__PAGE TEXT__:
----

Wednesday, October 15, 2008

The Great Garden Experiment - Part II

This is the 2nd installment in the GGE and my first update as to how things are going in the garden. If you recall from earlier, I planted one tomato plant in our garden in our regular garden soil and one in a pot with Miracle Gro soil - then did the same with two bell pepper plants. I was hoping to determine if our soil is what's preventing things from growing or if I'm just completely inept in the garden with a terminal case of BTS (that's Black Thumb Syndrome).

I will tell you that my assumption was that the pepper and tomato planted in the garden would go the way of the other plants in the garden and would start to wilt and die. I assumed that the plants in the pots would do quite well - thus proving that I am a great gardener with bad soil. I loved the idea of being able to pass the buck and blame bad soil.

Well wouldn't you know that my experiment has thrown me for a loop? Of course. I would expect nothing less.

Garden tomato plant is doing great and actually has a nice group of real live baby tomatoes on its leaves. It's quite green and perky looking, but has the funky dead leaves around the bottom that all the tomato plants in the garden have. Overall it looks quite healthy.

(Week one)


(Week two)




Potted tomato plant has something wrong with it.

(Week one)


(Week two)


I mentioned in a previous post that I have an organic gardening book to help me diagnose plant problems and when comparing the pictures I have officially diagnosed this tomato plant with 6 different viral strains, 4 bacteria and about 12 insect infestations. I'd like to narrow it down to ONE issue at some point. You can see that the inner leaves are sort of variegated and weird-looking, but the outer leaves look normal. I don’t like the person who started the rumor that any idiot can grow tomatoes. It's not true. Any idiot can plant a tomato plant, but it takes a special kind of idiot to grow actual tomatoes.

----

__EXTRACTED INFORMATION__:
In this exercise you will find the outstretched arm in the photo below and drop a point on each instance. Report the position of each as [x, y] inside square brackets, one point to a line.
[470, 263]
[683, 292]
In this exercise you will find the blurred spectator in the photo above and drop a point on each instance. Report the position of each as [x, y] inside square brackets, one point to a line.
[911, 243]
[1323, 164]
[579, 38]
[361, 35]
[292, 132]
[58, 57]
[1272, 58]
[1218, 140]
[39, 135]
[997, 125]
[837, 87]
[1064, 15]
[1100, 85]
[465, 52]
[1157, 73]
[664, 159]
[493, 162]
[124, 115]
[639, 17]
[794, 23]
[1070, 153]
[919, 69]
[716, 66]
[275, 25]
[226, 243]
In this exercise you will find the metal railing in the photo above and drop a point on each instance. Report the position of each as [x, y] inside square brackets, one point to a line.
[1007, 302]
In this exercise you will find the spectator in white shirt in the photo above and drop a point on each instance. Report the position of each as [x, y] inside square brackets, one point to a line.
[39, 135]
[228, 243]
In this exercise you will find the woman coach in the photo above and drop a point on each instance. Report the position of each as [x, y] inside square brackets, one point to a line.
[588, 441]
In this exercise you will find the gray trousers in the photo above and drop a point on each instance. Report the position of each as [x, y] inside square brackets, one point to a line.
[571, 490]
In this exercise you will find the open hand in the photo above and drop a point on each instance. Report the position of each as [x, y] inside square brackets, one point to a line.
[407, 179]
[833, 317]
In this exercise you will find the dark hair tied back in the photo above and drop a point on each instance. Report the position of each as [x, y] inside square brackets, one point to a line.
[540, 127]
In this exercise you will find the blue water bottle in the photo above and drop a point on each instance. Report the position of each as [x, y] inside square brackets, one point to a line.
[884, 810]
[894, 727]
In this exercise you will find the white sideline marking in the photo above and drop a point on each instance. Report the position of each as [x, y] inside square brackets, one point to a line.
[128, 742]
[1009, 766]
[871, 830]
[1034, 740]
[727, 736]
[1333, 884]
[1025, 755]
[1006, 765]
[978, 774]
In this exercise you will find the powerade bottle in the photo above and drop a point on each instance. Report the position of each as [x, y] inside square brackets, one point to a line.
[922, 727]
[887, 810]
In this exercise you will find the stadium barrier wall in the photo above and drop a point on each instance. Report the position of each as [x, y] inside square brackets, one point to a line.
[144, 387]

----

__ACTIVITIES__:
**a.** In the garden experiment post, what does the writer say BTS stands for?
**b.** Pick up the garden experiment post after its final sentence and keep writing it.

__TASK-BY-TASK OUTPUTS__:
**a.** Black Thumb Syndrome

**b.**
(If you know what's wrong, please post a comment. I'm desperate)


So score 1 point for the garden tomato plant.

Garden bell pepper plant looks a bit eaten and pathetic. It does have some small buds in the center that look like they might want to be baby peppers, but right now it's a small plant with holey, droopy leaves.

(Week one)


(Week two)



Potted bell pepper plant looks strong, dark green and healthy. There are no buds or flowers on it, but it looks like it's quite happy. It appears to have branched off into two separate plants.

(Week one)


(Week two)



So score 1 point for the potted bell pepper plant.

So what the heck does this tell me? I'm so confused. Only one method was supposed to work. Now I have partial garden success and partial pot success. So frustrating! I'll keep up the experiment and update again when we have some more progress.